--- Begin RECORDS FOR THIS EXERCISE ---

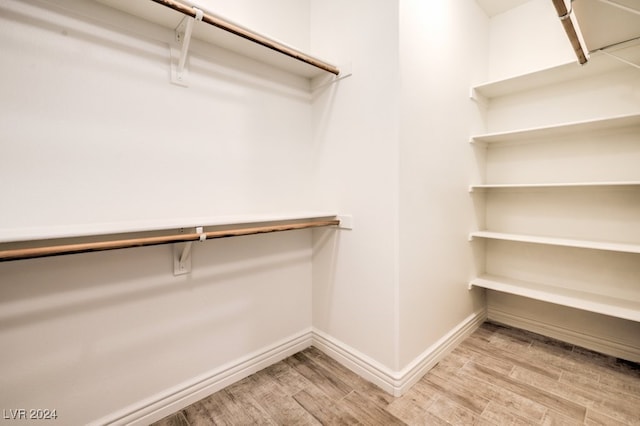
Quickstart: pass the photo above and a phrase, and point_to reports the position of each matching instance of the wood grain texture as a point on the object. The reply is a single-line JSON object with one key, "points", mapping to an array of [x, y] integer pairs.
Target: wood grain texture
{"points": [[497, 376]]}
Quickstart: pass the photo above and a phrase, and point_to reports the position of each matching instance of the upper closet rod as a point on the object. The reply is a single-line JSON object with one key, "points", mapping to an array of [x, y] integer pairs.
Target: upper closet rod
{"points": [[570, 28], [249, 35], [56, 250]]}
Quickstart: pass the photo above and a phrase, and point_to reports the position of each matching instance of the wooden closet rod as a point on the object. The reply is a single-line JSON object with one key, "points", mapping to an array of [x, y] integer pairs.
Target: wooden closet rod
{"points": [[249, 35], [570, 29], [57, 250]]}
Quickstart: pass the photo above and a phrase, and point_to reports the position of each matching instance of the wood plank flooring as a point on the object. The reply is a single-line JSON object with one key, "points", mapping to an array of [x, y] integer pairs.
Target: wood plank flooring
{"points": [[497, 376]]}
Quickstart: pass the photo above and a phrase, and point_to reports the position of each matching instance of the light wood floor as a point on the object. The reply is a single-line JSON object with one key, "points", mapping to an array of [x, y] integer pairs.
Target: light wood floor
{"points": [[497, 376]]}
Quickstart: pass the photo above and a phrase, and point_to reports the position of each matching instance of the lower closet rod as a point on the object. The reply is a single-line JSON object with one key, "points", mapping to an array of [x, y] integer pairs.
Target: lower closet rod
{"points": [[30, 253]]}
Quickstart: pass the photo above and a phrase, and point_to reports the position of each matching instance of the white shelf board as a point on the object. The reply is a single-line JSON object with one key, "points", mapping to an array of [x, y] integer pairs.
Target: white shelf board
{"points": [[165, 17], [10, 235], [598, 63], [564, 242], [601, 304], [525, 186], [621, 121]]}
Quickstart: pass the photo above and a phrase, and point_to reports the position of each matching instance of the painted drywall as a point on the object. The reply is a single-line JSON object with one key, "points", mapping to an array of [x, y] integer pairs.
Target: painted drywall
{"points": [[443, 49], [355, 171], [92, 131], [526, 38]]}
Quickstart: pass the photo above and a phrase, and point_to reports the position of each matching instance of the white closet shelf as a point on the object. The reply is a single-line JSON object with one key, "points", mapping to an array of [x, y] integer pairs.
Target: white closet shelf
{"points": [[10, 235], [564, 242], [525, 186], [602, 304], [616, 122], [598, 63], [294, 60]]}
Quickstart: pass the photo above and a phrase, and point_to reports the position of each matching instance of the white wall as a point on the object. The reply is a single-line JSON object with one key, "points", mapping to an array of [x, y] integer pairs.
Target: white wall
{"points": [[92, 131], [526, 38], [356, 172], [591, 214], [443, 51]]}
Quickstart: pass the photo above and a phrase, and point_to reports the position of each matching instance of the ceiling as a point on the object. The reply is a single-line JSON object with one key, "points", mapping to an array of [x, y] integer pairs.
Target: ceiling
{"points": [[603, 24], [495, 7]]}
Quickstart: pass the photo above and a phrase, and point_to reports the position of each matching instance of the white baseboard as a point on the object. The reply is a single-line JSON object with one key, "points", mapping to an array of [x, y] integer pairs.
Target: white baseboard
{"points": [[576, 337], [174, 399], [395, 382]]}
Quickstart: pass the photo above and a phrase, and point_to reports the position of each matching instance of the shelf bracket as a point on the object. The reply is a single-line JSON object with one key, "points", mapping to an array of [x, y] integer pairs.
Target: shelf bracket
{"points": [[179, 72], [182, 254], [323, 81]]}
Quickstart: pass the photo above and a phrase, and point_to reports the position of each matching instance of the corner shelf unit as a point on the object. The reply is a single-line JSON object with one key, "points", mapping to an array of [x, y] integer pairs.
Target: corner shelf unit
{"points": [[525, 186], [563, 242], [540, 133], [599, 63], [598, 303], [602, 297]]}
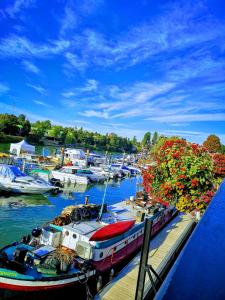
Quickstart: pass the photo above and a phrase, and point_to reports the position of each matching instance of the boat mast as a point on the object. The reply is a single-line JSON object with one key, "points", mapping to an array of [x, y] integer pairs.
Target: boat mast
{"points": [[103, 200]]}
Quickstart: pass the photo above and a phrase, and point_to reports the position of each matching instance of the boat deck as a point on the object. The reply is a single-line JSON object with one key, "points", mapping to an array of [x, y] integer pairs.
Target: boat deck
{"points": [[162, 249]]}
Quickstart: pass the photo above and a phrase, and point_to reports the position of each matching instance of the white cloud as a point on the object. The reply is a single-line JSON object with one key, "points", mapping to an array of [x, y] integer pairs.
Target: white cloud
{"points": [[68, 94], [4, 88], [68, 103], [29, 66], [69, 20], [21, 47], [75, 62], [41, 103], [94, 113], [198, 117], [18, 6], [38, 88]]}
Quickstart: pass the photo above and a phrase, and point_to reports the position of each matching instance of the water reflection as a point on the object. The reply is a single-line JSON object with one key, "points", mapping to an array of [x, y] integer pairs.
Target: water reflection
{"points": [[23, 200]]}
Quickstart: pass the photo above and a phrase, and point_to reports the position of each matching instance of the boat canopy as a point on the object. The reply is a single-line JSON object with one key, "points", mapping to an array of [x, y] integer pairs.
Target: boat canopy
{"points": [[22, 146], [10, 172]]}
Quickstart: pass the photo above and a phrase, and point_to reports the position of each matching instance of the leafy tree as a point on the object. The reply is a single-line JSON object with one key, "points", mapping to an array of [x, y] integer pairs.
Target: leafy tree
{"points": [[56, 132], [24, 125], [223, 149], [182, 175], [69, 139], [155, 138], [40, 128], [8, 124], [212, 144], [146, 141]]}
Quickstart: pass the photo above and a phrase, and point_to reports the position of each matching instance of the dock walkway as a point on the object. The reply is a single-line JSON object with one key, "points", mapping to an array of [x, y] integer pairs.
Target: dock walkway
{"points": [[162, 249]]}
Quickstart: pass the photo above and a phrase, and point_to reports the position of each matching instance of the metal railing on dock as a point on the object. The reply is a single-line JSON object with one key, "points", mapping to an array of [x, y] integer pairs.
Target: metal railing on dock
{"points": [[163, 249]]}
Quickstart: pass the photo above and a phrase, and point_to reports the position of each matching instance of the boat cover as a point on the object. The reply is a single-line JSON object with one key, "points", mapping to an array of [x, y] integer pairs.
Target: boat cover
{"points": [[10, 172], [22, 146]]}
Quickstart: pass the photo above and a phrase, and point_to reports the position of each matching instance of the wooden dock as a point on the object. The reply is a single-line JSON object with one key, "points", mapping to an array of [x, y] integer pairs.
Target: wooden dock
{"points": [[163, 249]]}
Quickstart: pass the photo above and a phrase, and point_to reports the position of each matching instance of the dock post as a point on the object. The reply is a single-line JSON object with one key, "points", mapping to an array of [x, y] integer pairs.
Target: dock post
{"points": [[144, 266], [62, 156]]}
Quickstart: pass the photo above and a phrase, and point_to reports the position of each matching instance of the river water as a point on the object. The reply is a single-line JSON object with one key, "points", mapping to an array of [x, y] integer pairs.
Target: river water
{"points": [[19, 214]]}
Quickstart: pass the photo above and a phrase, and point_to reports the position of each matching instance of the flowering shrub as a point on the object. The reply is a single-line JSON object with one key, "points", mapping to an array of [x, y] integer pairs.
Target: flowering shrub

--- End RECORDS FOR THIS EXERCISE ---

**WRITTEN REQUEST**
Repeat the lines above verbatim, from the line with "the white closet" up to and including the line with "Target: white closet shelf".

**TASK SOLUTION**
Quickstart: pass the photo above and a phrase, and point_to reports the position of each matching instance of the white closet shelf as a point on the object. The reply is a single-line JSON object with one key, "points", mapping to an array of [x, y] integer pairs.
Target: white closet shelf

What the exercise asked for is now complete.